▶ _Extract_
BEGIN

Porting EtherbotiX to ROS2

Now that the UBR-1 is running pretty well under ROS2, I have started to also port Maxwell and the Robomagellan robot to ROS2. Both depend on my etherbotix drivers package, so that is the first package to port.

Etherbotix in ROS2

In ROS1, the etherbotix_python package was written in Python and leveraged some code from the arbotix_ros package (mainly for the controllers). I decided while porting things to ROS2 that I would migrate to using C++ and leverage the robot_controllers which I had recently ported to ROS2.

Since this was effectively a new package, I used the ros2 pkg create command to setup the CMakeLists.txt, package.xml and other boiler plate stuff.

I then started to setup the node based off my very old asio_ros example. At some point I should probably setup a test to see how accurate ROS2 timers are, but I knew for sure that this code would work so I stuck with boost::asio.

Python Wrappers

In ROS1 I had a number of scripts for interacting with the Etherbotix. For some of these, such as read_etherbotix, it was easy to port them to C++. For others, such as my motor_trace script which uses matplotlib, I really wanted to keep the majority of the script in Python. To accomplish this, I wrapped my underlying C++ drivers using Boost Python.

It required a bit of CMake:

find_package(PythonLibs REQUIRED)
find_package(Boost REQUIRED python)

ament_python_install_package(${PROJECT_NAME})

add_library(etherbotix_py SHARED ...)
set_target_properties(etherbotix_py PROPERTIES
  LIBRARY_OUTPUT_DIRECTORY ${CMAKE_CURRENT_BINARY_DIR}/${PROJECT_NAME}
  PREFIX "")
target_link_libraries(etherbotix_py
  ${Boost_LIBRARIES}
  ${PYTHON_LIBRARIES}
)
ament_target_dependencies(etherbotix_py ...)

install(
  TARGETS etherbotix_py
  DESTINATION "${PYTHON_INSTALL_DIR}/${PROJECT_NAME}"
)

I then created a file etherbotix/__init__.py:

from etherbotix.etherbotix_py import Etherbotix

This allowed me to import my C++ class Etherbotix in my scripts with:

from etherbotix import Etherbotix

Why Boost Python? Aren’t there newer things out there? Yes, there are newer things out there, and I spent a while trying out pybind11 but I just couldn’t get it to work and reverted to what I knew already.

END

▶ _Data extract_
BEGIN

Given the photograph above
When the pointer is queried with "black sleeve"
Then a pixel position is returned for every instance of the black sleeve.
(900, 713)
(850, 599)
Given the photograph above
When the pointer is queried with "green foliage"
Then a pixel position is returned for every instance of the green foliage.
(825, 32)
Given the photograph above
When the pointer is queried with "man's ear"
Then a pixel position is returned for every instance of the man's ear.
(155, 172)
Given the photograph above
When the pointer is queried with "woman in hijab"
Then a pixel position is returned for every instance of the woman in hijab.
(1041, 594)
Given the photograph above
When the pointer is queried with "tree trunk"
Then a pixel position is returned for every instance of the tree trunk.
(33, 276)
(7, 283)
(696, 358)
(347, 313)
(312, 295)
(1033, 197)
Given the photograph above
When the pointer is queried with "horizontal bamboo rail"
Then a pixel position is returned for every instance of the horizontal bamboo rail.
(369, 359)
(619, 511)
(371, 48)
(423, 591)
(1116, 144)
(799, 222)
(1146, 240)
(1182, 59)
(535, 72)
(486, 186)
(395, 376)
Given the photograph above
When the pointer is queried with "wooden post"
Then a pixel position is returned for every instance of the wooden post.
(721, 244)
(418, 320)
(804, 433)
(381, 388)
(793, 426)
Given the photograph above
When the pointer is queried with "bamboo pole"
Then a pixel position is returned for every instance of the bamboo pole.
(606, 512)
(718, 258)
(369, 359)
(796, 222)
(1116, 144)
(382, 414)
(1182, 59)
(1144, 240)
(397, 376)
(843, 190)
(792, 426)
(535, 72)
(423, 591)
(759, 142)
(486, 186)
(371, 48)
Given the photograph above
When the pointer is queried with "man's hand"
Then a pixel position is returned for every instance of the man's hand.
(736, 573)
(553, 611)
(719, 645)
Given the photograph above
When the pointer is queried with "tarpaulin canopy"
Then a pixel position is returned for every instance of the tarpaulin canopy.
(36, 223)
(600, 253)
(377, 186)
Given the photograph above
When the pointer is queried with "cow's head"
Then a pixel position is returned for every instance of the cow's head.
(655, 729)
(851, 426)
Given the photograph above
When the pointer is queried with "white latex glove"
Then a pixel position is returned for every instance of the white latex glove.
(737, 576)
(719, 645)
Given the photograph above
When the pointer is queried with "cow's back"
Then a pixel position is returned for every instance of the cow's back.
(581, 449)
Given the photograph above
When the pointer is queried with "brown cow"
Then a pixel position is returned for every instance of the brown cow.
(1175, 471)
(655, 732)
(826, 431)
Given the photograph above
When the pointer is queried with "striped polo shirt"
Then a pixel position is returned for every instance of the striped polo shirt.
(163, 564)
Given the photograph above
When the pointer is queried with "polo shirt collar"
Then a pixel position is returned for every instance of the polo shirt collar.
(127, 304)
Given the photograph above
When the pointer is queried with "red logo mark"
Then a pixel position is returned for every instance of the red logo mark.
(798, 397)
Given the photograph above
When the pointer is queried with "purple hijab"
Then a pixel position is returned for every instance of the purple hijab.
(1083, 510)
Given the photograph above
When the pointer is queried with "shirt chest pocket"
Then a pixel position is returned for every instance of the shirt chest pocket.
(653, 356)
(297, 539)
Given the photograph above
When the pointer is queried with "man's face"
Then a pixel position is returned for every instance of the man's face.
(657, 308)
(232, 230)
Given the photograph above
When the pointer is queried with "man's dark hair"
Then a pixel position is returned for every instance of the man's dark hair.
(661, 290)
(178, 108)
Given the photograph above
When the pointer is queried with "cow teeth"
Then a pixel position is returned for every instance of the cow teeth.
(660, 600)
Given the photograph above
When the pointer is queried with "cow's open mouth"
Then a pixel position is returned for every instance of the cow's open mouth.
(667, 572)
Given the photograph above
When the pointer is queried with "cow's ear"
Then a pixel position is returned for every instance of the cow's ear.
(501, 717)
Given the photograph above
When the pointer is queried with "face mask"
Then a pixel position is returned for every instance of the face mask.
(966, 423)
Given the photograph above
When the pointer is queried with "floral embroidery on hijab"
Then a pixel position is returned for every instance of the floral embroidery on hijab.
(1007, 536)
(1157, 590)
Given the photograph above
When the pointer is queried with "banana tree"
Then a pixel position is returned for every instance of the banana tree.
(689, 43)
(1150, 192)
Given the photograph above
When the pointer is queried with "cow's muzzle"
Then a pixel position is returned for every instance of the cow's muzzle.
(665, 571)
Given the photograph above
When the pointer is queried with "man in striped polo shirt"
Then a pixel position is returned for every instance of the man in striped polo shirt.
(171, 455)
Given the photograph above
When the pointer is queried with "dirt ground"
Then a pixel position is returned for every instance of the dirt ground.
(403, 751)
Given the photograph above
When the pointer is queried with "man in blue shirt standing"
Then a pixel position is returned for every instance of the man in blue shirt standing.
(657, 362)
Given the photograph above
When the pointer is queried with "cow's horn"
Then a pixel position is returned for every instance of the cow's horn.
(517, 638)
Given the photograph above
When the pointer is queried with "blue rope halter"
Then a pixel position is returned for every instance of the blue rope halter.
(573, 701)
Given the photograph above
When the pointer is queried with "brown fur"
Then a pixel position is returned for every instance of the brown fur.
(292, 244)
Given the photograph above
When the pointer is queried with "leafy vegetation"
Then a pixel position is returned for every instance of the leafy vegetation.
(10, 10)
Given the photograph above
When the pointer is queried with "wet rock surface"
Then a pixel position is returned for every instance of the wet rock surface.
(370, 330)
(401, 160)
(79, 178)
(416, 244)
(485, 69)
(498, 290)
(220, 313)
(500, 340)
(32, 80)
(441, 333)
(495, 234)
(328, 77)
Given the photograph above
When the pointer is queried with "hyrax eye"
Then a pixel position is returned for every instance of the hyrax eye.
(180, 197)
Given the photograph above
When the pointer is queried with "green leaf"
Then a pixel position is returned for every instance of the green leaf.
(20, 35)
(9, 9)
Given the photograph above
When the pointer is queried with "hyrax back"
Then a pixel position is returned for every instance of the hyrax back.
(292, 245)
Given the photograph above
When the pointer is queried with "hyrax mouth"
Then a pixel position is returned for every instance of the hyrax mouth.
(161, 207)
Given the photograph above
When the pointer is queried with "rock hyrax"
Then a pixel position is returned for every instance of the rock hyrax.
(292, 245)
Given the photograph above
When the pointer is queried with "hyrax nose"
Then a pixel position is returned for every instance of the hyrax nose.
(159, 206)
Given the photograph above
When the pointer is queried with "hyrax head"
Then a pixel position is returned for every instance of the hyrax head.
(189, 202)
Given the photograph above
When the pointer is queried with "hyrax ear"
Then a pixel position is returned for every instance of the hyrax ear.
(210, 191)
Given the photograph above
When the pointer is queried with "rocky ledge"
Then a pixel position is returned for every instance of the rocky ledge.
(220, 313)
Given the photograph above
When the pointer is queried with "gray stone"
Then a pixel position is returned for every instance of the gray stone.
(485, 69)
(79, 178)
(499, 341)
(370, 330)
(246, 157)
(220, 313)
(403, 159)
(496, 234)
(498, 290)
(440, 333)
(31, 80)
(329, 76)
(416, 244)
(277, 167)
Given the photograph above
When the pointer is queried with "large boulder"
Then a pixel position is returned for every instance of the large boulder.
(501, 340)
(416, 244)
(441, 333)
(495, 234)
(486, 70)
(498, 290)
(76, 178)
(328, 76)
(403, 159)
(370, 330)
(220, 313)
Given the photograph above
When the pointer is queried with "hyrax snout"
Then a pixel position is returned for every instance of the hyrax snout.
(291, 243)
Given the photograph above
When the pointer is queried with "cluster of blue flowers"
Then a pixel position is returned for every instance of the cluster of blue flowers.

END

▶ _Task instructions_
Copy the ROS2 porting post from "find_package(PythonLibs REQUIRED)" to "add_library(etherbotix_py SHARED ...)", swapping "SHARED" for "MODULE".

▶ _Written solution_
find_package(PythonLibs REQUIRED)
find_package(Boost REQUIRED python)

ament_python_install_package(${PROJECT_NAME})

add_library(etherbotix_py MODULE ...)